● Exercise tasks
(A) Summarize the parenting tips in two sentences.
(B) Transcribe the part of the parenting tips that opens with the words containing "When you want" and closes with "MUST honor it.".

● Document extract

------------------------------------

Do not tolerate ‘tattling’. For the most part, children need to learn and practice working things out for themselves. Tattling is a lesser form of bullying. If you don’t want to deal with a bully later, nip the tattling in the bud. By the way, a child requesting help from an adult when another child is in true danger, is NOT tattling!

18 July 2014

Pick your battles. Most of the things you fuss at your kids about don’t matter. If it doesn’t affect their physical safety, or the ‘rights’ of another person, it probably doesn’t need to be a rule. When it comes to “rules”, less is more! If you can’t or won’t enforce it EVERY time, don’t make it a rule. Kids need to know exactly where the boundaries are, and where they have to learn to be responsible for themselves. Remember, you are working yourself out of a job.

16 July 2014

When you want to give your child a choice, let them choose between two items you selected. As in: “Would you like to wear the red shirt or the blue one?” NOT: “What would you like to wear today?” Too many choices are overwhelming. Either/or choices help train them to make responsible choices. If you do not narrow down the field, don’t be surprised if they choose ‘Eggs Benedict’ for breakfast, when you were hoping for cereal or toast. Once you offer a choice, you MUST honor it.

------------------------------------

● Source excerpt
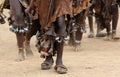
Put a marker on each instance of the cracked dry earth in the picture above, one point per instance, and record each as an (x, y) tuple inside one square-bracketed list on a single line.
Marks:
[(96, 58)]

------------------------------------

● Results for each task
(A) The parenting tips advise against tolerating tattling, which they call a lesser form of bullying, while noting that a child who asks an adult for help when another child is in true danger is not tattling. They also urge parents to pick their battles by keeping rules few, largely limited to physical safety or another person's rights, and enforced every time, and to offer children either/or choices between two options the parent has selected, honoring whatever choice is made.

(B)
When you want to give your child a choice, let them choose between two items you selected. As in: “Would you like to wear the red shirt or the blue one?” NOT: “What would you like to wear today?” Too many choices are overwhelming. Either/or choices help train them to make responsible choices. If you do not narrow down the field, don’t be surprised if they choose ‘Eggs Benedict’ for breakfast, when you were hoping for cereal or toast. Once you offer a choice, you MUST honor it.